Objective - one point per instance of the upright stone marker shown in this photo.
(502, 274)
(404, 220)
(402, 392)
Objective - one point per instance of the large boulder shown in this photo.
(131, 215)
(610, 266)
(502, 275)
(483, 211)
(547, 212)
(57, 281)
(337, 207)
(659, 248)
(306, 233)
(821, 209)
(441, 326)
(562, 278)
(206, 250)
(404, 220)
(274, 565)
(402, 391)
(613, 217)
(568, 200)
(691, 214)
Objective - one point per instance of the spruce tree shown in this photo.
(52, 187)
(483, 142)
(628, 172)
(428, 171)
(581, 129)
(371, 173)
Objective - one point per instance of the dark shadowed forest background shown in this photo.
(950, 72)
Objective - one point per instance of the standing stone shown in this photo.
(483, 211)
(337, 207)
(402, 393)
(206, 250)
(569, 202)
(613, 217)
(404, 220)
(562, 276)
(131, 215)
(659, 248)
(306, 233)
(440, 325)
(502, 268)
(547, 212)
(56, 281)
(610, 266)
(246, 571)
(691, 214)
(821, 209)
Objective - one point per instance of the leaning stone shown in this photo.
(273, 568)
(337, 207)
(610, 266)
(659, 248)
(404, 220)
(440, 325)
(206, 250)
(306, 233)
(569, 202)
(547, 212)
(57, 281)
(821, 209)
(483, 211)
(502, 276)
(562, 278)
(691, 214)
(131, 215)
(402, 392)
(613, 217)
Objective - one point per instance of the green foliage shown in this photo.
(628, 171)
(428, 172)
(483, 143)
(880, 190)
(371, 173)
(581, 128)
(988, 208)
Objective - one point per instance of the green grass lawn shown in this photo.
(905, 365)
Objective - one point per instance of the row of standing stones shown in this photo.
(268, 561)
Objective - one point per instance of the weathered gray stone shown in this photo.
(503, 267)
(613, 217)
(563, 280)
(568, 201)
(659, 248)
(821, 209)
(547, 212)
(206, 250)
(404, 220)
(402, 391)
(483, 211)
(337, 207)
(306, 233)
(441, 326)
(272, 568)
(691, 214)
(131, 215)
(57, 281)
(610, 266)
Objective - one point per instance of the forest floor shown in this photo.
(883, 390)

◆ ◆ ◆ ◆ ◆ ◆ ◆

= How to complete this task =
An unaltered copy of the listing above must form the answer.

= Answer to the exercise =
Objective - one point per instance of the upright stone marker shown in this photo.
(502, 274)
(404, 220)
(402, 392)
Objective - one point per instance of the large boulder shown in this photo.
(131, 215)
(610, 266)
(502, 275)
(483, 211)
(547, 212)
(57, 281)
(337, 207)
(659, 248)
(306, 233)
(821, 209)
(441, 326)
(562, 278)
(206, 250)
(404, 220)
(274, 565)
(402, 391)
(613, 217)
(568, 200)
(691, 214)
Objective - one point per instance of the spruce tree shown in this photo.
(52, 187)
(483, 142)
(628, 172)
(428, 171)
(581, 129)
(371, 173)
Objective - one point per instance of the dark shadowed forest background shown in this photo.
(950, 72)
Objective - one point per instance of the standing stone shown in this photo.
(483, 211)
(337, 207)
(402, 393)
(206, 250)
(569, 202)
(613, 217)
(404, 220)
(562, 276)
(131, 215)
(659, 248)
(306, 233)
(440, 325)
(502, 268)
(547, 212)
(56, 281)
(610, 266)
(246, 571)
(691, 214)
(821, 209)
Objective - one point per instance of the leaning stone shown in this photo.
(273, 568)
(337, 207)
(610, 266)
(659, 248)
(404, 220)
(440, 325)
(206, 250)
(306, 233)
(569, 202)
(547, 212)
(57, 281)
(821, 209)
(483, 211)
(502, 276)
(562, 278)
(691, 214)
(131, 215)
(402, 392)
(613, 217)
Objective - one point per instance of the green foliage shown in this photo.
(628, 171)
(428, 172)
(483, 143)
(880, 190)
(371, 173)
(581, 128)
(988, 208)
Objective - one point per instance of the green grass lawn shown in this photo.
(905, 365)
Objective - one point per instance of the row of standing stones shown in this photo.
(268, 561)
Objective - one point per instance of the weathered gray stone shown in this photo.
(503, 267)
(613, 217)
(563, 280)
(568, 201)
(659, 248)
(821, 209)
(547, 212)
(206, 250)
(404, 220)
(402, 391)
(483, 211)
(337, 207)
(306, 233)
(441, 326)
(272, 568)
(691, 214)
(131, 215)
(57, 281)
(610, 266)
Objective - one point per instance of the forest floor shown in this photo.
(883, 390)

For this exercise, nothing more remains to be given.